*REQUEST 1*: Count the lines of the records that contain the string "face", matching case exactly, and give only the number.

───── SOURCE EXTRACT ─────

A computer's memory
is the set of electronic circuits that allows it to store numbers.
A digital computer is designed around the concept of a binary digit,
called a bit. Each bit can represent a value of either "0" or "1".
A bit is an abstract mathematical concept. In an electronic circuit, it is realized
as a switch. A switch must be either "open" or "closed" and these two states can represent
the values of "0" or "1". (See the article "The Mighty Switch" for further discussion of switches.)
For example, here is a circuit that shows a very simple memory.
It has two switches, which means this memory is two bits wide.
With two switches, there are four possible combinations of "open" and "closed",
which means that this memory can store the following binary numbers 00, 01, 10, and 11.
In decimal, those values are 0, 1, 2, 3.
With more switches we can represent more bits, and with more bits we can store larger numbers.
Each additional switch doubles the size of the number we can store. With two switches,
we can store 2 x 2 = 4 different combinations of "0" and "1",
representing the 4 values from 0 to 3.
With four switches we can store 2 x 2 x 2 x 2 = 16 combinations, as shown in this table.
So, if we have eight switches, we can represent any number from 0 to 255
(2 x 2 x 2 x 2 x 2 x 2 x 2 x 2= 256 )
by turning the different switches either ON or OFF.

───── RECORD SET ─────

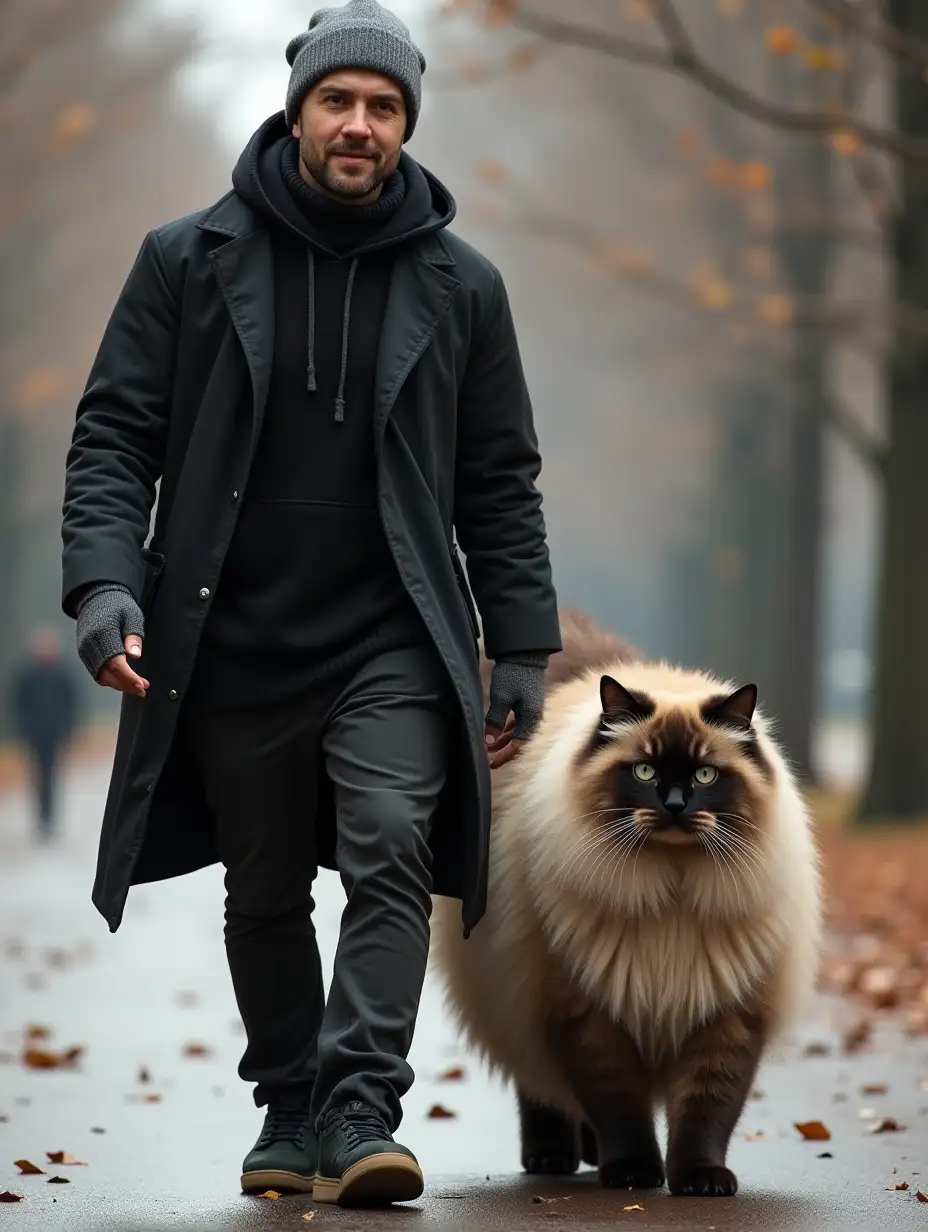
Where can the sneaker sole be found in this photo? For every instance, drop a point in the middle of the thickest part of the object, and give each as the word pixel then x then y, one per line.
pixel 270 1178
pixel 376 1180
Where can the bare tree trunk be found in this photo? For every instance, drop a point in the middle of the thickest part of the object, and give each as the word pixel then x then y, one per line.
pixel 11 550
pixel 897 787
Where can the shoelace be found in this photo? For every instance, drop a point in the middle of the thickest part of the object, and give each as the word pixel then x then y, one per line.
pixel 285 1125
pixel 359 1124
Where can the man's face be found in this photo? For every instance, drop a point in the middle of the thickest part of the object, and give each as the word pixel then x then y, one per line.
pixel 350 129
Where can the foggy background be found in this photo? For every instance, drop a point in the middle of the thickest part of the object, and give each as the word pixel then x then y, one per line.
pixel 700 295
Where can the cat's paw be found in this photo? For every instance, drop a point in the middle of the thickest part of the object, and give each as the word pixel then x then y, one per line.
pixel 631 1173
pixel 704 1180
pixel 551 1163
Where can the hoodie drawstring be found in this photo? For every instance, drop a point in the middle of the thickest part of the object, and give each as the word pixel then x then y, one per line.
pixel 340 396
pixel 311 334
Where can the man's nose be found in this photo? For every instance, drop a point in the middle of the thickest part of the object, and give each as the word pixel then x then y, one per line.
pixel 356 123
pixel 674 802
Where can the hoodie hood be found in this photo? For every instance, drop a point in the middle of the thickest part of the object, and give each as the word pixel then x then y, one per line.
pixel 413 203
pixel 260 179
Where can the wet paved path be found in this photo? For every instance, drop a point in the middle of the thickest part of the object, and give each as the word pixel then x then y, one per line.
pixel 139 998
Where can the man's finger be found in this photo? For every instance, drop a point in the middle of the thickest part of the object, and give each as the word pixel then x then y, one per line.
pixel 498 737
pixel 512 749
pixel 117 674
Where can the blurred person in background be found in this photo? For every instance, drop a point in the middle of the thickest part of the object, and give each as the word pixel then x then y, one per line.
pixel 44 709
pixel 328 385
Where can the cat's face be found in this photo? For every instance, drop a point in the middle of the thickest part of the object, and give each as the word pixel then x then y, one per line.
pixel 677 775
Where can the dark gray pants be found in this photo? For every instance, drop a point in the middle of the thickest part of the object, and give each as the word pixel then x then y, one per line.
pixel 382 738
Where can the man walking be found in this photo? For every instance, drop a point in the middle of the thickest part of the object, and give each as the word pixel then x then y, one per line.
pixel 328 386
pixel 44 710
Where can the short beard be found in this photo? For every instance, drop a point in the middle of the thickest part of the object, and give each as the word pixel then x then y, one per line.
pixel 339 186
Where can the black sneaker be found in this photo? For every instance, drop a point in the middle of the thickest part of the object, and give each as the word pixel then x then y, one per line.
pixel 285 1153
pixel 360 1164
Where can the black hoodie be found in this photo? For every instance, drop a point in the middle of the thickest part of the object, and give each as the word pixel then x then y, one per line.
pixel 309 587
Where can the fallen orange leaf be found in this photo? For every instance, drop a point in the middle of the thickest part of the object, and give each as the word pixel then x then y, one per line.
pixel 858 1035
pixel 63 1157
pixel 887 1125
pixel 816 1050
pixel 28 1169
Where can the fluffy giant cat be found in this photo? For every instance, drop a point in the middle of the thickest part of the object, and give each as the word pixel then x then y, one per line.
pixel 652 923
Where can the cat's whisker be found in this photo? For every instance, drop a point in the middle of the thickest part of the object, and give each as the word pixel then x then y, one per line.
pixel 737 858
pixel 724 864
pixel 627 843
pixel 594 843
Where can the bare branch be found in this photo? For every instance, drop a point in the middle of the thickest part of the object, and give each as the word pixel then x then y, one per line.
pixel 854 20
pixel 844 423
pixel 680 59
pixel 812 313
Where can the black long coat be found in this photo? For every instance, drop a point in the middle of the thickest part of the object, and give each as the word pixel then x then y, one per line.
pixel 176 393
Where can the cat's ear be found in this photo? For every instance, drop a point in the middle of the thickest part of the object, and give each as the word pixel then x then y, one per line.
pixel 618 701
pixel 736 710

─────

*REQUEST 2*: From the text on computer memory, copy verbatim the passage between "For example, here" and "are 0, 1, 2, 3.", inclusive.

*TASK OUTPUT 1*: 2

*TASK OUTPUT 2*:
For example, here is a circuit that shows a very simple memory.
It has two switches, which means this memory is two bits wide.
With two switches, there are four possible combinations of "open" and "closed",
which means that this memory can store the following binary numbers 00, 01, 10, and 11.
In decimal, those values are 0, 1, 2, 3.